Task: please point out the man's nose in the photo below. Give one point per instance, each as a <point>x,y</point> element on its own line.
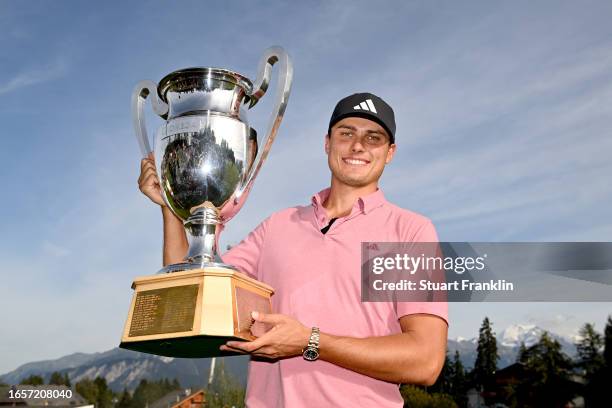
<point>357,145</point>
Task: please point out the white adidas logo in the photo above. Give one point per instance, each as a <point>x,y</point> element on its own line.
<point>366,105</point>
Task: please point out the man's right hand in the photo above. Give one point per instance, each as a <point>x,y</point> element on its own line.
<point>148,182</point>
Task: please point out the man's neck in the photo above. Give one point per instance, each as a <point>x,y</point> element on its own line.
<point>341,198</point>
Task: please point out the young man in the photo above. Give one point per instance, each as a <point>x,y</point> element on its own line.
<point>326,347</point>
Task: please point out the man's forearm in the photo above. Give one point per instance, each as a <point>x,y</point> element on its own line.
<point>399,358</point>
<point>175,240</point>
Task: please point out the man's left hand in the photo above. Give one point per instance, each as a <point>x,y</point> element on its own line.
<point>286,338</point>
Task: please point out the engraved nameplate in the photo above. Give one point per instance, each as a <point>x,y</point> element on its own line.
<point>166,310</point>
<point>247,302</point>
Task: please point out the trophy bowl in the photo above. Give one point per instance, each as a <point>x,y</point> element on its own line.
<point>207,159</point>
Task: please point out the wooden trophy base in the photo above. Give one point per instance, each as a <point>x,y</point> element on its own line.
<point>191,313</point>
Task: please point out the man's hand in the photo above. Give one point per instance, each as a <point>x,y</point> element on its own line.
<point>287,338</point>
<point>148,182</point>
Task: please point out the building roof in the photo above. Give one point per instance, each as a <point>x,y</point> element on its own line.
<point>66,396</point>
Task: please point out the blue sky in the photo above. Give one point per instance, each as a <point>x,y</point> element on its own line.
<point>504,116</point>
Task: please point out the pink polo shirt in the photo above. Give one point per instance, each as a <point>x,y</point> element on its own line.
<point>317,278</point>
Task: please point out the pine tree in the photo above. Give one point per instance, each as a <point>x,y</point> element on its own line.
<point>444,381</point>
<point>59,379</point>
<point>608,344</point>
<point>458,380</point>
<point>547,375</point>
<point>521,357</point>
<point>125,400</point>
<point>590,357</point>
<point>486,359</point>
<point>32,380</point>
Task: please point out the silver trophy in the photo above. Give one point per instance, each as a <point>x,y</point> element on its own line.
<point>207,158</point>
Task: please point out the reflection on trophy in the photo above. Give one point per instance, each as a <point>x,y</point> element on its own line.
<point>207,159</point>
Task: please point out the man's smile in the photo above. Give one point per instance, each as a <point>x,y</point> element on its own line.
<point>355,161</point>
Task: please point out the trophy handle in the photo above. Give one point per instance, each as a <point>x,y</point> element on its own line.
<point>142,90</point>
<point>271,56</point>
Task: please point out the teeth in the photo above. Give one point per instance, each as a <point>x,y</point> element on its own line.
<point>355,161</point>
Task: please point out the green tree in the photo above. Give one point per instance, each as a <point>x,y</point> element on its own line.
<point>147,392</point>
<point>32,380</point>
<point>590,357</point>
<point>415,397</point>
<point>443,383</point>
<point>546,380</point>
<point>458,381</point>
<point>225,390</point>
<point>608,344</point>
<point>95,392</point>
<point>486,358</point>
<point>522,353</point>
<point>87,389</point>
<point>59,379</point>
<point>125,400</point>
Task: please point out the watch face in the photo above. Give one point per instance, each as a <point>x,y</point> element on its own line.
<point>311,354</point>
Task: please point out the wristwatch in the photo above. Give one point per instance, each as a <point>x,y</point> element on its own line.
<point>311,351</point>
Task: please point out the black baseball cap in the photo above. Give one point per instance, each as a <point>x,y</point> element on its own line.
* * *
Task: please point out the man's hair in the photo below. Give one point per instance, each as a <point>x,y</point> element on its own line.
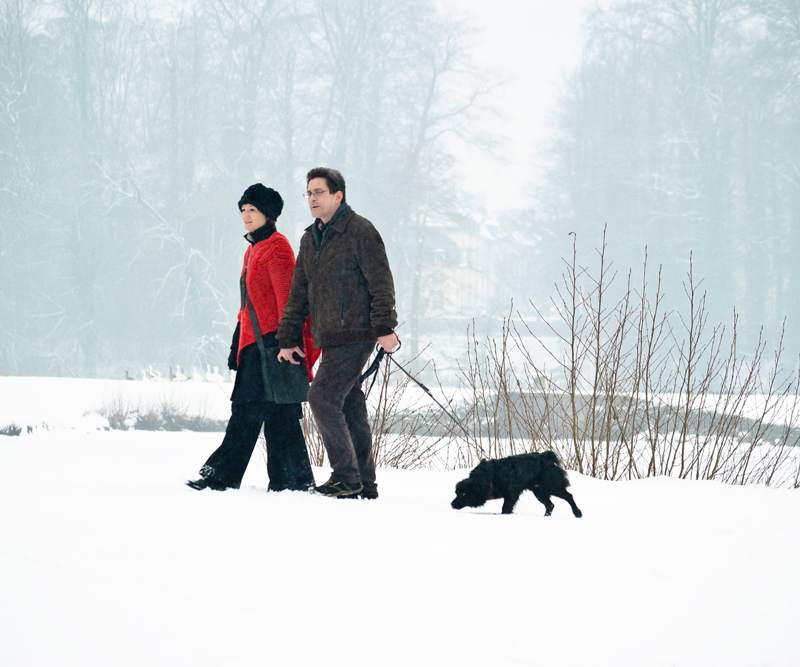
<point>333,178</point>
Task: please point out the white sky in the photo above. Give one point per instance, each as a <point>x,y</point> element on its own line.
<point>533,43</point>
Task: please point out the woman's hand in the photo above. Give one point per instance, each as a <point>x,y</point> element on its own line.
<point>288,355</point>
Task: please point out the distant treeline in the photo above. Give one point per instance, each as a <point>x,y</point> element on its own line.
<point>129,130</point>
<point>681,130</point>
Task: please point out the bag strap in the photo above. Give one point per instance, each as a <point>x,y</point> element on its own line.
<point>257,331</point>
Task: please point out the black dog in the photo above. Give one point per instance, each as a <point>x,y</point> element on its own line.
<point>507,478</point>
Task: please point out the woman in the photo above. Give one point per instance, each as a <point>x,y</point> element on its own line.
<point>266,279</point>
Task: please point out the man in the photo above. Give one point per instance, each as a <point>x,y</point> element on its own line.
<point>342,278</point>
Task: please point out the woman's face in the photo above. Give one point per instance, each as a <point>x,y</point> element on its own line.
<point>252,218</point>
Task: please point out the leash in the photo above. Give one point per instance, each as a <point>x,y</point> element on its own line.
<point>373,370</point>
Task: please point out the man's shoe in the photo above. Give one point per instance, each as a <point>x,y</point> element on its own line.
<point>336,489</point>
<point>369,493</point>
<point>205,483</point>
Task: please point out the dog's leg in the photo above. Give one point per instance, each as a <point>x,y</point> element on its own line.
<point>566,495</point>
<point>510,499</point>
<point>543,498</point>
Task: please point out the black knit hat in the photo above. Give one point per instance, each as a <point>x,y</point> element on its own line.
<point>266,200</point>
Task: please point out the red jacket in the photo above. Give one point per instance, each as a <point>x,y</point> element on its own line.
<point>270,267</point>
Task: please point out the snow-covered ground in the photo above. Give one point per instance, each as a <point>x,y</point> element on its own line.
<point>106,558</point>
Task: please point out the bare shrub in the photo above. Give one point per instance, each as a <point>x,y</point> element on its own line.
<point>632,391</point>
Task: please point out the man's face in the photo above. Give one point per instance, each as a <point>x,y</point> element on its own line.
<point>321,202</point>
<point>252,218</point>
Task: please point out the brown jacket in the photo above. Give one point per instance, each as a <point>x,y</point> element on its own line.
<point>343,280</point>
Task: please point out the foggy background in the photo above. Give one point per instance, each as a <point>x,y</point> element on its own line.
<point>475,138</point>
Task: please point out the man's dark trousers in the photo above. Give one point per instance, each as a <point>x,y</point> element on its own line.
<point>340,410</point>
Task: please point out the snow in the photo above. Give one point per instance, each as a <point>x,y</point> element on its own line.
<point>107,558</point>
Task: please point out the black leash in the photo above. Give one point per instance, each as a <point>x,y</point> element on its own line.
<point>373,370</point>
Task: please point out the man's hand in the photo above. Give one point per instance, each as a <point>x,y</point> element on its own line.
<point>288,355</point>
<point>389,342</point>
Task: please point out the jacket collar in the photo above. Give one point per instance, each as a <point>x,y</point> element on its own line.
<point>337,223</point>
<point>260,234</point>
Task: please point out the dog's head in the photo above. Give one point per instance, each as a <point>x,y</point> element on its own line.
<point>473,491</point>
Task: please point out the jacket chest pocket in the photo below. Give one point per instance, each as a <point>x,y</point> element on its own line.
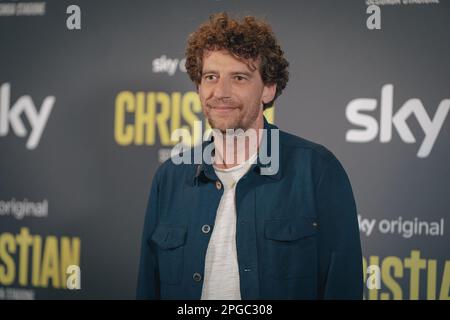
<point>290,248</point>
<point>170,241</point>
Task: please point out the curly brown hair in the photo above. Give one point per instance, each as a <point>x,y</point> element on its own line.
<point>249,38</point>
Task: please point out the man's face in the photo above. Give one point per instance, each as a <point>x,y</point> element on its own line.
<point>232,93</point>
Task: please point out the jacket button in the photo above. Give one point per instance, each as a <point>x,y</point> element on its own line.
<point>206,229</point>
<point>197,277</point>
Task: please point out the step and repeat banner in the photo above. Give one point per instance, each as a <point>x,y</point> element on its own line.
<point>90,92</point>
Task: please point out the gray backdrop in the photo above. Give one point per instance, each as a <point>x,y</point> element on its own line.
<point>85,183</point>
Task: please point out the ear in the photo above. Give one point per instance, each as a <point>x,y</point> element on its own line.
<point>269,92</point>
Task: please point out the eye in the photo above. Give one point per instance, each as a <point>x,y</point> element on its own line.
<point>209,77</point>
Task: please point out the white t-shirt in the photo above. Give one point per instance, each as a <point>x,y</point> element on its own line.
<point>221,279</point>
* * *
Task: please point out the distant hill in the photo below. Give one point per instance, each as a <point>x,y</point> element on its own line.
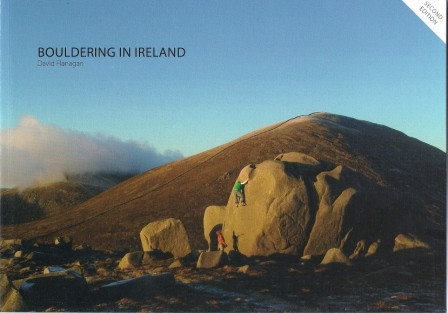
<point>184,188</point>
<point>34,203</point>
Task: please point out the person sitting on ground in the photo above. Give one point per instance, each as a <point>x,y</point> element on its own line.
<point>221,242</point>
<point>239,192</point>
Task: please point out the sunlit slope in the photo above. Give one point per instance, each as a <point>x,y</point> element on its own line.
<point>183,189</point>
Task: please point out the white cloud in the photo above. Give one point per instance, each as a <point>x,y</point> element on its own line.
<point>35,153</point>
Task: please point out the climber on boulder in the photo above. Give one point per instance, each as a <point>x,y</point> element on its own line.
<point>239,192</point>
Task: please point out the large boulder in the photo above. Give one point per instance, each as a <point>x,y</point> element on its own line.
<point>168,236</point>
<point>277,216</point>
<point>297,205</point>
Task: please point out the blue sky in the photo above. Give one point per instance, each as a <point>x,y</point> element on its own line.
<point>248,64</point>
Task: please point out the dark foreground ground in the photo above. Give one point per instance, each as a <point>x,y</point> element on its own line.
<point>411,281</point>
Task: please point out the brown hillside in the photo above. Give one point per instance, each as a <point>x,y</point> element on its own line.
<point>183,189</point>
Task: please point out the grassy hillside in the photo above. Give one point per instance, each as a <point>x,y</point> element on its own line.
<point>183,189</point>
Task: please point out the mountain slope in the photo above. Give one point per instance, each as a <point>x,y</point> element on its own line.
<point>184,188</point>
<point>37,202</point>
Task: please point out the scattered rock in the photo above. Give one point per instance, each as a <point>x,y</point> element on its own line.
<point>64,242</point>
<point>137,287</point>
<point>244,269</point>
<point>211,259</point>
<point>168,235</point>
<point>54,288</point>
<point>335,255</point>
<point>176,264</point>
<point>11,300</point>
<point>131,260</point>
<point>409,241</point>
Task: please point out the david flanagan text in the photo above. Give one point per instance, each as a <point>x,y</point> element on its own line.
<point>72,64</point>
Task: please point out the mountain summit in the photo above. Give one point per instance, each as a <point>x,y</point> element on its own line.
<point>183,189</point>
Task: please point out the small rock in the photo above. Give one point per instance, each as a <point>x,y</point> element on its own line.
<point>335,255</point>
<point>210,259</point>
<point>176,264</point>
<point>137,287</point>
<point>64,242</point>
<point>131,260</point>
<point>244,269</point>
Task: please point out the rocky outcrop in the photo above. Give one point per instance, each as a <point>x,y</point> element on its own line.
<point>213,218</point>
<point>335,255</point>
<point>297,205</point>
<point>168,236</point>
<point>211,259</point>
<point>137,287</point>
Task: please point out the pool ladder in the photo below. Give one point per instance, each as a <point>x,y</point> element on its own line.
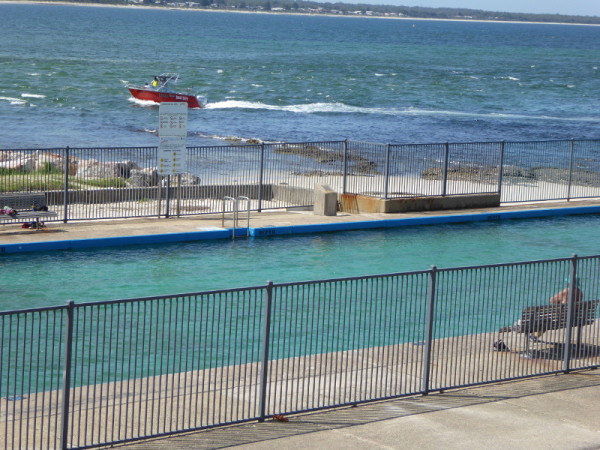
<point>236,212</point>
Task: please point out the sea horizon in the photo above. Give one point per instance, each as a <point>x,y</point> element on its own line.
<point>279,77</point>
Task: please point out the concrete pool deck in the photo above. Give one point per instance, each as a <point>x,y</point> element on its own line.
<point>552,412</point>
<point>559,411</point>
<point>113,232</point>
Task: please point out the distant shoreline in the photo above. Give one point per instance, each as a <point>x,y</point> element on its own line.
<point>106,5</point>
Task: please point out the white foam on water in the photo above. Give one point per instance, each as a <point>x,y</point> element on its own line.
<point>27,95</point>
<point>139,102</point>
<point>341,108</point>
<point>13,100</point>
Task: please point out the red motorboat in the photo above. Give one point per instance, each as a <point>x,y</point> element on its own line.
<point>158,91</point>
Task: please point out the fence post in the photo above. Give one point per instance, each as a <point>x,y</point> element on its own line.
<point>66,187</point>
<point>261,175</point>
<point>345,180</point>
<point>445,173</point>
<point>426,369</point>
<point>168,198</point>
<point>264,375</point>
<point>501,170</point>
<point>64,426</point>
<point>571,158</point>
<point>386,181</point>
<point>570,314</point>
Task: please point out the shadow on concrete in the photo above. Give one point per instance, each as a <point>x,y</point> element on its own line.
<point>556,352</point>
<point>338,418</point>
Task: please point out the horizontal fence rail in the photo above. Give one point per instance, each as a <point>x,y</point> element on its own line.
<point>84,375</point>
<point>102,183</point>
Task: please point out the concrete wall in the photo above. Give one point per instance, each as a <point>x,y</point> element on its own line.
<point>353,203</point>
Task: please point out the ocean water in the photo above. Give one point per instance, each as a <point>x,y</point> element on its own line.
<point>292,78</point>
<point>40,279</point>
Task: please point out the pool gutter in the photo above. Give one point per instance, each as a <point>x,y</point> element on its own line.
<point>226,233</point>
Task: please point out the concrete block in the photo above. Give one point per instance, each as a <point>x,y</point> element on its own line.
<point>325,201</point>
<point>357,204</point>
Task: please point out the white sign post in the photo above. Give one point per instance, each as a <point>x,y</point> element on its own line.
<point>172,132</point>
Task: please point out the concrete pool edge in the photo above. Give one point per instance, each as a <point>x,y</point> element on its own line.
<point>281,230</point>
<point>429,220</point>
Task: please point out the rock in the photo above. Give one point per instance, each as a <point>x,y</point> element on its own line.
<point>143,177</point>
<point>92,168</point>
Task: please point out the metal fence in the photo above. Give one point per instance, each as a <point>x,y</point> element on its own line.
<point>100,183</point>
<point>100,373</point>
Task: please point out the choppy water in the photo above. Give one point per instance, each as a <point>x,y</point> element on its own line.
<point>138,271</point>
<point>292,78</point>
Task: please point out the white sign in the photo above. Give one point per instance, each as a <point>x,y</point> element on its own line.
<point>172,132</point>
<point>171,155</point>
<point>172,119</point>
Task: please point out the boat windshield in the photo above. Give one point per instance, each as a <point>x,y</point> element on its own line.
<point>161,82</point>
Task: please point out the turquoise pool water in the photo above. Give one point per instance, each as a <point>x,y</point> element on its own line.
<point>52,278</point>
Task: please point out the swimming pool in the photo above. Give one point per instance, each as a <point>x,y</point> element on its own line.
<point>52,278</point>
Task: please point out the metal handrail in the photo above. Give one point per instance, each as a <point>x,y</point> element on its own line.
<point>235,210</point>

__WORK TO BE COMPLETED__. In the listing above, find the line with "Task: please point out the wristwatch" and the line with "Task: please point out the black baseball", then print exactly those lines and every line between them.

__SOLUTION TO THIS EXERCISE__.
Task: please point out the wristwatch in the photo above. Give one point per instance, each as a <point>x,y</point> element on its own line.
<point>311,351</point>
Task: please point out the black baseball cap in the photo above. Give one point per instance, each as a <point>x,y</point> element on its own line.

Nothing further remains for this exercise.